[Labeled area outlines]
-----

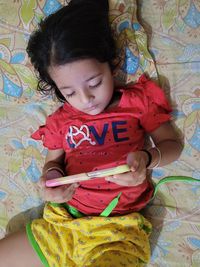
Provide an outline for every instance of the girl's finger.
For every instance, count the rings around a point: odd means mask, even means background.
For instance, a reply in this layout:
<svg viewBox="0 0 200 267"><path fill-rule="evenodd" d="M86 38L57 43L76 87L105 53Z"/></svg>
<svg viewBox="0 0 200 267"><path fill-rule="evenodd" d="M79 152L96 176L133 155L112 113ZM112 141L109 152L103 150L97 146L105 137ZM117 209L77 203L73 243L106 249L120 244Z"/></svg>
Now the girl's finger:
<svg viewBox="0 0 200 267"><path fill-rule="evenodd" d="M137 153L129 153L127 156L127 164L130 167L131 171L136 171L139 167L139 158Z"/></svg>

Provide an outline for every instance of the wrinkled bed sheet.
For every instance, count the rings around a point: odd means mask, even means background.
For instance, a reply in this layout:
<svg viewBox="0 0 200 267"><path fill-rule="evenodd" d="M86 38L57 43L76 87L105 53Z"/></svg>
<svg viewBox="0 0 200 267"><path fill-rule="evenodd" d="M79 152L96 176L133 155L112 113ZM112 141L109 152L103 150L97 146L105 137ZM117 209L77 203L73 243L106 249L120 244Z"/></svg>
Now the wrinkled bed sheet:
<svg viewBox="0 0 200 267"><path fill-rule="evenodd" d="M25 47L41 17L61 4L64 1L0 1L1 238L41 215L37 181L46 150L29 136L55 103L36 92ZM158 74L173 106L174 126L184 140L180 159L154 170L154 181L169 175L200 179L199 0L143 0L138 6L135 0L110 0L110 4L121 62L116 82L134 82L143 72L154 78ZM160 188L144 211L154 227L149 267L200 266L199 204L199 183L172 182Z"/></svg>

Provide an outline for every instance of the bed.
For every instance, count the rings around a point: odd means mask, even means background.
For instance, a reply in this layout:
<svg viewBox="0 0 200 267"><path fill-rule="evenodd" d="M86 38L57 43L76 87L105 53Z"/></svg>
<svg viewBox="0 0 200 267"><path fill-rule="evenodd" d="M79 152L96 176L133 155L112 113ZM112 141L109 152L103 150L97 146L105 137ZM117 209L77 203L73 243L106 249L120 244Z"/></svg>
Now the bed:
<svg viewBox="0 0 200 267"><path fill-rule="evenodd" d="M30 134L55 109L36 91L25 48L37 23L69 1L0 1L0 238L41 216L37 185L46 150ZM118 46L116 83L148 73L173 106L173 124L184 142L179 160L153 171L200 179L199 0L110 0ZM163 184L143 211L153 224L148 267L200 266L199 182Z"/></svg>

-----

Return every line of the material word for word, leaving out the pictures.

_Reply_
Provide an outline for every instance of the girl's finger.
For every instance, count the rings around a point: odd means mask, even means background.
For instance, a reply in this layout:
<svg viewBox="0 0 200 267"><path fill-rule="evenodd" d="M86 38L57 43L76 87L105 53Z"/></svg>
<svg viewBox="0 0 200 267"><path fill-rule="evenodd" d="M79 152L96 176L133 155L112 113ZM112 141L109 152L103 150L97 146L105 137ZM117 209L77 203L73 243L106 249L120 244Z"/></svg>
Now the girl's finger:
<svg viewBox="0 0 200 267"><path fill-rule="evenodd" d="M137 153L129 153L127 156L127 164L130 167L131 171L136 171L139 167L139 158Z"/></svg>

Provide an outline for every instance of the wrinkled bed sheet.
For every instance, count the rings around a point: odd means mask, even means background.
For instance, a reply in this layout:
<svg viewBox="0 0 200 267"><path fill-rule="evenodd" d="M86 38L57 43L76 87L105 53Z"/></svg>
<svg viewBox="0 0 200 267"><path fill-rule="evenodd" d="M79 152L96 176L133 155L112 113ZM112 141L109 152L103 150L97 146L105 137ZM117 209L77 203L73 243L106 249L120 244Z"/></svg>
Now the wrinkled bed sheet:
<svg viewBox="0 0 200 267"><path fill-rule="evenodd" d="M25 47L41 17L61 4L64 1L0 1L1 238L41 215L37 181L46 150L29 136L55 103L36 92ZM158 74L173 106L174 126L184 140L180 159L154 170L154 181L169 175L200 179L199 0L143 0L138 6L135 0L110 0L110 4L121 62L116 82L134 82L143 72L154 78ZM160 188L144 211L154 227L149 267L200 266L199 204L199 183L172 182Z"/></svg>

Provide an outline for every instance of the bed.
For every instance, count the rings around a point: odd means mask, even means background.
For instance, a reply in this layout:
<svg viewBox="0 0 200 267"><path fill-rule="evenodd" d="M86 38L57 43L76 87L105 53Z"/></svg>
<svg viewBox="0 0 200 267"><path fill-rule="evenodd" d="M79 152L96 176L133 155L112 113ZM112 141L109 152L103 150L97 146L105 137ZM117 209L77 203L73 243L106 249L120 244Z"/></svg>
Now the bed:
<svg viewBox="0 0 200 267"><path fill-rule="evenodd" d="M30 134L55 109L36 91L25 48L37 23L69 1L0 1L0 238L41 216L37 185L46 150ZM118 46L116 83L148 73L173 106L173 124L184 142L179 160L153 171L200 179L199 0L110 0ZM163 184L143 211L153 224L148 267L200 266L199 182Z"/></svg>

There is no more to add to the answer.